PASSAGE PROVIDED.
How do painkillers know where the pain is?
How do painkillers know where the pain is in my body? How does the pill know where it hurts?
Andrew - Yes. A very interesting question. You might imagine that pills must have some kind of destination board on the front saying, I'm headed for the liver, or I'm going to sort out that headache. But it ain't like that. Really the clue to this is in the fantastic discoveries that different molecules have got different shapes, different structures. Actually where we are in Cambridge is one of the great centers for discovering the structure of molecules. Originally, people used to look at the structure of rocks and minerals through shining x-rays and doing crystallography on them. And then people hit on the idea that we could do this with biological substances. If we could only make them into crystals, we could work out what the structure of these molecules is. And indeed the famous Nobel laureate, Dorothy Hodgkin's, work used x-rays, made crystals of penicillin and later on insulin, and discovered the precise structure and what that means, of course, just to make it clear, molecules are assemblies of atoms that are all bonded tightly to together, and they make an overall shape. And in the body, a huge number of molecules are very large, extremely large. They're called macromolecules. In fact, proteins are one example, DNAs another. And proteins are constructions of hundreds or often thousands of atoms into one gigantic molecule, which wraps up into a kind of globule. They're called globular proteins. And on the surface of these proteins, they have, and little hills and valleys and proteins in the body distributed often on the surface of different cells, have different shaped crevices and different shape hills and valleys. Now, when we take a drug, like a painkiller or any other drug, a beta blocker or a statin, these are small molecules, much, much smaller, and they've got a particular shape as well. So what happens when you take them, they course through the body, through the fluid systems, through the blood in particular bloodstream. And it's only when the shape of this little molecule happens to pass by a crevice or a little niche on a protein. And it fits, it's like a lock and a key. The drug molecule fits the crevice on a protein that it sticks. Basically the small molecules, the drugs and the medicine are passing by almost everything until it reaches a specific receptor. It's called a receptor because that's where it receives the drug.
Chris - A bit like triggering a landslide in your valleys discreetly in just the right valleys because the drug is addressed to the right parts of the body that have the right shape valley to happen
Andrew - I mean, I've emphasized shape there, but I should also for accuracy say that there's an electrical issue as well, that molecules have a, tend to have a positive end and a negative end, and they have to match up. So the positive end of a drug molecule matches up with a negative place on the receptor molecule
Chris - So there's a well known slogan for one brand that it hits pain where it hurts. Yeah. And so in some respects, that's not wrong. It's that the drug does kind of know where the problem is because the problem only exists where it hurts, so it binds to the right place. Absolutely. Andrew, thank you very much.

[Text-to-region grounding data]
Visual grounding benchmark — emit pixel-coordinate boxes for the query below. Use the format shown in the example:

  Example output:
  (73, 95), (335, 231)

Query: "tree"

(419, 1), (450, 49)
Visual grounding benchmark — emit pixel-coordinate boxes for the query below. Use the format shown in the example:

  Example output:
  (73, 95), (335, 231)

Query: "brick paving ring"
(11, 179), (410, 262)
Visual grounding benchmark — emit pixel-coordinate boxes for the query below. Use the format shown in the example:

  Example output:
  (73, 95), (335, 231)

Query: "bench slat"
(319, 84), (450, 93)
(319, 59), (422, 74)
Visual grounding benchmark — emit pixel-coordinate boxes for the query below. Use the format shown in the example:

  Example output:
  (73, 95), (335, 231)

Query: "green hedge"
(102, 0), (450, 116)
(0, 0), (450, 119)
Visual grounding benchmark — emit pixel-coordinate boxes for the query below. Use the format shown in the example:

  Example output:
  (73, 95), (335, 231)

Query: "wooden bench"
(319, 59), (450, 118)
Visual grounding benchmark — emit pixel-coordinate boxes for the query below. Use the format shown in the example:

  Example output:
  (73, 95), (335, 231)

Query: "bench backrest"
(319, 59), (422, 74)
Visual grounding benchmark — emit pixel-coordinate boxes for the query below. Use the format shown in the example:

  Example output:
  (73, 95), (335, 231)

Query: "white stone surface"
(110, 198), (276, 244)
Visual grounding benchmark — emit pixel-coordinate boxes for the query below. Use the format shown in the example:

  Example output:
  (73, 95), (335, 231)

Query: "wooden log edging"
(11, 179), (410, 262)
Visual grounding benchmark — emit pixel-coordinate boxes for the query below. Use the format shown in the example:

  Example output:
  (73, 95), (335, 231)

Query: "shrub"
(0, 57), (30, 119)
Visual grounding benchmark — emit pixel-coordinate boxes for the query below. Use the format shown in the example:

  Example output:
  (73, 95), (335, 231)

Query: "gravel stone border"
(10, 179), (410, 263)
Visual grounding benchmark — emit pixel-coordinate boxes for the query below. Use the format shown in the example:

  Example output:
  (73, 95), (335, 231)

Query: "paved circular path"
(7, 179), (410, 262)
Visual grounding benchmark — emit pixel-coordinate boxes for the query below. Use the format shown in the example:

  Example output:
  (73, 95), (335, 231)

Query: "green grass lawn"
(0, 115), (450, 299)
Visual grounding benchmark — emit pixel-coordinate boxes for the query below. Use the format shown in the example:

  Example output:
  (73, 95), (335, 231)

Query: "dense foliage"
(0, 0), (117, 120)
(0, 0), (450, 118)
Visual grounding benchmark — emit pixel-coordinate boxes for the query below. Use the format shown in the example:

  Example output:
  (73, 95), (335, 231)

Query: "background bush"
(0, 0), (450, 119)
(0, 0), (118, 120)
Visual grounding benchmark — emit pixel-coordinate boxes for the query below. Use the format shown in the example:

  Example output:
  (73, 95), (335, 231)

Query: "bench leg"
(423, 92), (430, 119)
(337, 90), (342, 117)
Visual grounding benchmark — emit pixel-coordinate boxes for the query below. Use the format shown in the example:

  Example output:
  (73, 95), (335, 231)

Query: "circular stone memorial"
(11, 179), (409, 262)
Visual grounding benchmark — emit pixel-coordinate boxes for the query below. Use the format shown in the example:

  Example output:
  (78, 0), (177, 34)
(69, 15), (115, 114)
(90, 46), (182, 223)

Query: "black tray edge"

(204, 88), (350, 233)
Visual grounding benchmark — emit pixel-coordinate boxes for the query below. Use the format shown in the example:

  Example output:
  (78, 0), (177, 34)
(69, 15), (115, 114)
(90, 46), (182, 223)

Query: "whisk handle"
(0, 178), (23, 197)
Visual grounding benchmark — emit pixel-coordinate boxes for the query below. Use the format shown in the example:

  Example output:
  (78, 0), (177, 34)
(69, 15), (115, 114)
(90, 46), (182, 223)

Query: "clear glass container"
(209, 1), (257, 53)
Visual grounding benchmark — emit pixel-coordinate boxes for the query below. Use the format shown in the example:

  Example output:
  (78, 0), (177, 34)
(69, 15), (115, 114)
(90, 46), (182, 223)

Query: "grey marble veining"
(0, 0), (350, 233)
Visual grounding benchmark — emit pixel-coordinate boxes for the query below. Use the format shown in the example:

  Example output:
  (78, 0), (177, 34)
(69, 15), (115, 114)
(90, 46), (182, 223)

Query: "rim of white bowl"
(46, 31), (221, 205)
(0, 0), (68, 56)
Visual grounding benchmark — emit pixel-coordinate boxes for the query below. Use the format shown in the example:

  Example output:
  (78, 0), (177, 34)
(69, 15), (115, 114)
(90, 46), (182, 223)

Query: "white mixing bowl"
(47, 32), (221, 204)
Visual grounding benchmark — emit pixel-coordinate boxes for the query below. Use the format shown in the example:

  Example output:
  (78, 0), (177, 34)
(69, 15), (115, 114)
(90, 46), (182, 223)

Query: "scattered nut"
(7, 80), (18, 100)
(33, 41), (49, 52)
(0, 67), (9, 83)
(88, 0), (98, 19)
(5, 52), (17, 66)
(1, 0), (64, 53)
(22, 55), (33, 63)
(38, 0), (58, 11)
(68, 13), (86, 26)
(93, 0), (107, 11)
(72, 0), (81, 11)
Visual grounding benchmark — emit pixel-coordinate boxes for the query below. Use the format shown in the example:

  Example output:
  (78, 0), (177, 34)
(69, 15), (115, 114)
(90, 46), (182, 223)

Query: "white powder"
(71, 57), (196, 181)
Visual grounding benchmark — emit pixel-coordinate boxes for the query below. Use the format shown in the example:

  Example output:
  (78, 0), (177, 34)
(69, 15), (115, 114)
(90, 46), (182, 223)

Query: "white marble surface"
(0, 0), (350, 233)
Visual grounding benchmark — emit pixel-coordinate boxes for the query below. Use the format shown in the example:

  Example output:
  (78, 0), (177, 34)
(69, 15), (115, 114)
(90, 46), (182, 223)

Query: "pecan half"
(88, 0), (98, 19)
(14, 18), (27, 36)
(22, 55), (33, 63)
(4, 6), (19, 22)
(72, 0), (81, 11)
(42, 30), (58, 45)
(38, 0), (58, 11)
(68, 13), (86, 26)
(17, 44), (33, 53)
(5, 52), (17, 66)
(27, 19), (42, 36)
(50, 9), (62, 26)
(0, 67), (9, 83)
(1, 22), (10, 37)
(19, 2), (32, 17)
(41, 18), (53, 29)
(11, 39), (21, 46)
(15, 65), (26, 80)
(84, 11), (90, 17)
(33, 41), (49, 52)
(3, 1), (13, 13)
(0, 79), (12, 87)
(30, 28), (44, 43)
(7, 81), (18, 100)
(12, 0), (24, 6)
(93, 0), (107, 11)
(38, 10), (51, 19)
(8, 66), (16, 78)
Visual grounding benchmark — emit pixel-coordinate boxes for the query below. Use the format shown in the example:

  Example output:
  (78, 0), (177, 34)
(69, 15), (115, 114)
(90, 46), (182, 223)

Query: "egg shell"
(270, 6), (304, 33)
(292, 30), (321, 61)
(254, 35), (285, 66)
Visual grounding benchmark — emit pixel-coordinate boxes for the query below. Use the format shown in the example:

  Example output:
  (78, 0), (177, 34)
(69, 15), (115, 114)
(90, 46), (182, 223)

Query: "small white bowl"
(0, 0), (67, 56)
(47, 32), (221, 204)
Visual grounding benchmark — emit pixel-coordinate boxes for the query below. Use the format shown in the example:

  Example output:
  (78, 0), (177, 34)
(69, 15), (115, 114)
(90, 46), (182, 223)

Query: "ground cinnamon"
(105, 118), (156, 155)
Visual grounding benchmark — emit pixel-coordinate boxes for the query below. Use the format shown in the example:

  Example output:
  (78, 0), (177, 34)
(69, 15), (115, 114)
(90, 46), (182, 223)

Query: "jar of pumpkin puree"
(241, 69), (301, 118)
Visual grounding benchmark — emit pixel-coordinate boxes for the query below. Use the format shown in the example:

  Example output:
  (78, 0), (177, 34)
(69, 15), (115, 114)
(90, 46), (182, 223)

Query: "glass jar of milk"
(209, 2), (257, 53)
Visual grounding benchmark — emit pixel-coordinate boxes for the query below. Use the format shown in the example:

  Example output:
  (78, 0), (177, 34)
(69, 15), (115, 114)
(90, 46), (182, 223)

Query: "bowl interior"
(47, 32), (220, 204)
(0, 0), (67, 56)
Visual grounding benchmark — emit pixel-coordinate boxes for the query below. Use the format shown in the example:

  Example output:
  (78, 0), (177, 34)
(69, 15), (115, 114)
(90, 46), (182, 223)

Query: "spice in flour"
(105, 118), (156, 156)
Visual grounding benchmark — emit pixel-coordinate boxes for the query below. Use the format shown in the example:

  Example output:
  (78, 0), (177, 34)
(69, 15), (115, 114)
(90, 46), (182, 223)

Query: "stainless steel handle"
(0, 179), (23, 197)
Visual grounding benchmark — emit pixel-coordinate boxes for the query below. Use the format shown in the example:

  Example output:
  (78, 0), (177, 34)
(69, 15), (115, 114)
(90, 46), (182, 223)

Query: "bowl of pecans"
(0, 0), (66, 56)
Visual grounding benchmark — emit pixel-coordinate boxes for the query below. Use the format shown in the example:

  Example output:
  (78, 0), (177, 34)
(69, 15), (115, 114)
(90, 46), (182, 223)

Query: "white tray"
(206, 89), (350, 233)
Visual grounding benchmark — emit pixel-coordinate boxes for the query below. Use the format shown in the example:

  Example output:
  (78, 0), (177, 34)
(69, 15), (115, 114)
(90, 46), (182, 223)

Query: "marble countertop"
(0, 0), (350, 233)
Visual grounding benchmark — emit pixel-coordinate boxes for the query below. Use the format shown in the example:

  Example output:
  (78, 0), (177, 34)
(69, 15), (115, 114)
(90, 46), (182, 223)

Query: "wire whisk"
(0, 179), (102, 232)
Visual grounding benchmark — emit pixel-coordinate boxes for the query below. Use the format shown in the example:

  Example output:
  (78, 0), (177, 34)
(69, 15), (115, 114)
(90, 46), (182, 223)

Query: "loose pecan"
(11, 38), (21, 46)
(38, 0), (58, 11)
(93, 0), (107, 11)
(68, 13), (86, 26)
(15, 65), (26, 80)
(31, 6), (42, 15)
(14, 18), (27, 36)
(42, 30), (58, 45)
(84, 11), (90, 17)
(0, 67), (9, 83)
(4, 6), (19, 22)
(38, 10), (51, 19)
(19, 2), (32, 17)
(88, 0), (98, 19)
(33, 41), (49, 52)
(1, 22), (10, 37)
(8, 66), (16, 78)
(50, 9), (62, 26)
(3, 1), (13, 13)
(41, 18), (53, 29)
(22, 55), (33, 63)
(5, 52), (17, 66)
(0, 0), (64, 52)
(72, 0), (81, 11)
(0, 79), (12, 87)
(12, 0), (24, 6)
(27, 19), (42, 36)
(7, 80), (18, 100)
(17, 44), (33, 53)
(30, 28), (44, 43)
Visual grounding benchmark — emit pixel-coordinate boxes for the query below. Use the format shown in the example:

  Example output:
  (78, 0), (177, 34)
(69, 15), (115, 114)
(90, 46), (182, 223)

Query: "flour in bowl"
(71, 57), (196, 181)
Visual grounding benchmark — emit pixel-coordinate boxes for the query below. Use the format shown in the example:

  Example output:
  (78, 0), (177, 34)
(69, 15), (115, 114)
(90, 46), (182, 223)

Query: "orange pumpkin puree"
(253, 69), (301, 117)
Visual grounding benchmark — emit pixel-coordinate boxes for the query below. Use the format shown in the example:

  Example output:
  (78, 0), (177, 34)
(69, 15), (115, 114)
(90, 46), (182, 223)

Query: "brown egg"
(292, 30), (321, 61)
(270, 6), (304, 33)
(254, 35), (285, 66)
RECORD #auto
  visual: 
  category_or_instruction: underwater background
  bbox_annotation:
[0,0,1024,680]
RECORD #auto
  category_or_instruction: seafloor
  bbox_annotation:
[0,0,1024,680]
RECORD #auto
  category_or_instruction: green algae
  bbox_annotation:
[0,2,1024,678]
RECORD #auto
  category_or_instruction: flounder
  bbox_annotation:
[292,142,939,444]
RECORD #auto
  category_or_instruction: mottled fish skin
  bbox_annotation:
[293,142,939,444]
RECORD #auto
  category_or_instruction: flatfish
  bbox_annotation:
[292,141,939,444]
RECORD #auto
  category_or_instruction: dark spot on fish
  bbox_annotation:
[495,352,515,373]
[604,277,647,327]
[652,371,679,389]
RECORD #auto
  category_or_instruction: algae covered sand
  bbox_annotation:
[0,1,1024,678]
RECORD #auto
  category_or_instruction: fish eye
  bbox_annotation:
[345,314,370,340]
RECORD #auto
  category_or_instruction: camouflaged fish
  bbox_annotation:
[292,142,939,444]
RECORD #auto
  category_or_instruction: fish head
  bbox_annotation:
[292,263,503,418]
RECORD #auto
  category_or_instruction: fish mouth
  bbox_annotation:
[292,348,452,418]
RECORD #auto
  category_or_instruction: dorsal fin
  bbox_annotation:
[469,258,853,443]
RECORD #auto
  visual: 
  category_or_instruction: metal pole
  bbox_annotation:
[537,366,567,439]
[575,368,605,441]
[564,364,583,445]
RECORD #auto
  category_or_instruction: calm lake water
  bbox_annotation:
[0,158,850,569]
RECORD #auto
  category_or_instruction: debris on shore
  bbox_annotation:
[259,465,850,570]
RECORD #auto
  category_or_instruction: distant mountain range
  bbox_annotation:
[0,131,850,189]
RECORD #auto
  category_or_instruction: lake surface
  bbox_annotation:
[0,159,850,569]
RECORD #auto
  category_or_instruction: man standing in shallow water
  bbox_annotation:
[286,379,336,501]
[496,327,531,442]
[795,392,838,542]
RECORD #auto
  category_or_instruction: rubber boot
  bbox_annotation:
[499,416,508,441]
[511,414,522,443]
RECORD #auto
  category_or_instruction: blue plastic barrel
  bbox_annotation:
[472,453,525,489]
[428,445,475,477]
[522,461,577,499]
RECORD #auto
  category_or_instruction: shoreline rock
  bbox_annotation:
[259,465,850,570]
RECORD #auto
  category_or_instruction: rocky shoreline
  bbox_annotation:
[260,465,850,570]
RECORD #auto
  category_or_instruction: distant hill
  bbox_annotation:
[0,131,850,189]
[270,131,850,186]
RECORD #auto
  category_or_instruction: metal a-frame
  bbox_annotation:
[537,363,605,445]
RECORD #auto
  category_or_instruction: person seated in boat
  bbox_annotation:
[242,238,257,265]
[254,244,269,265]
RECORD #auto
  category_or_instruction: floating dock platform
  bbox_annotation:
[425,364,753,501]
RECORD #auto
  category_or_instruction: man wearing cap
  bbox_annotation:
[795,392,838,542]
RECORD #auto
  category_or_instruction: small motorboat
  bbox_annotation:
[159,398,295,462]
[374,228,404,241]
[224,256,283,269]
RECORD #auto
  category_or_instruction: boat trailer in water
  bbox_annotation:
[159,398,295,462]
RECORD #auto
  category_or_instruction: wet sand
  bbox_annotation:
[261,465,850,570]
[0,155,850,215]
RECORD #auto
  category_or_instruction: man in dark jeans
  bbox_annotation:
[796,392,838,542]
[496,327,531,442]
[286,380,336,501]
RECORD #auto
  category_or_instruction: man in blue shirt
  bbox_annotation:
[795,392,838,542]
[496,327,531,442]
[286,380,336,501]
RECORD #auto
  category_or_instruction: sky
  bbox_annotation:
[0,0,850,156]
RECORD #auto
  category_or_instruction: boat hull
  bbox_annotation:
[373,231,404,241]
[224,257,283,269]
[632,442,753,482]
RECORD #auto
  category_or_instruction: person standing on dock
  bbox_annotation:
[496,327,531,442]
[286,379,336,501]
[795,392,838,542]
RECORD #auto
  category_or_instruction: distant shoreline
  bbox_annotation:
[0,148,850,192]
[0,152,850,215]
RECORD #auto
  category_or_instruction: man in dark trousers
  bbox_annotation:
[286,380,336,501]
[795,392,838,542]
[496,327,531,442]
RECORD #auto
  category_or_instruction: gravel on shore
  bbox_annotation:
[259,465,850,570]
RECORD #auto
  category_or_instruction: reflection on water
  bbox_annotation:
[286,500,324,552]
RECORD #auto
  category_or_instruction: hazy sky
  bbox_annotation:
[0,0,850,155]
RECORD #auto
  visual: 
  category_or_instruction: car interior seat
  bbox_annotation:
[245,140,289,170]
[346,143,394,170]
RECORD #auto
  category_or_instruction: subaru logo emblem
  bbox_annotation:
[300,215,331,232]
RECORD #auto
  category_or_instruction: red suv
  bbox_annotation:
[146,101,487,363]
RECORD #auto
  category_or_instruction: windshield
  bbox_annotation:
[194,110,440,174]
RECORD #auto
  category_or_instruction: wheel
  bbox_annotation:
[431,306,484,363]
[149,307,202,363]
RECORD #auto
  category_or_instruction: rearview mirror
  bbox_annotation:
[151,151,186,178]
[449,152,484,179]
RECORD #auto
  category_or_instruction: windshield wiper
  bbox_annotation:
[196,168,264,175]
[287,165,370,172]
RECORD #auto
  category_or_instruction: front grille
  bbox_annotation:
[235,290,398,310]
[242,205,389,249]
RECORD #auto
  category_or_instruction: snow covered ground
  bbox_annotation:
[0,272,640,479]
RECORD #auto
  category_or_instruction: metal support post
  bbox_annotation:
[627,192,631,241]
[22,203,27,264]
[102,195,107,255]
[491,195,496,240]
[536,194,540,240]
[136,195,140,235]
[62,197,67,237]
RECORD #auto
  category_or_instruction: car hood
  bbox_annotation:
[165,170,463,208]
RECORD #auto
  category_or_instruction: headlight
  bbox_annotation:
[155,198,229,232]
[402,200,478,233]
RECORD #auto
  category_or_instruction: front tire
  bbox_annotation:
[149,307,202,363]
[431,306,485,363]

TASK ITEM. In the painkiller discussion, what did Dorothy Hodgkin make crystals of? The records are material apart from the painkiller discussion.

EXERCISE RESULT. Penicillin and, later on, insulin.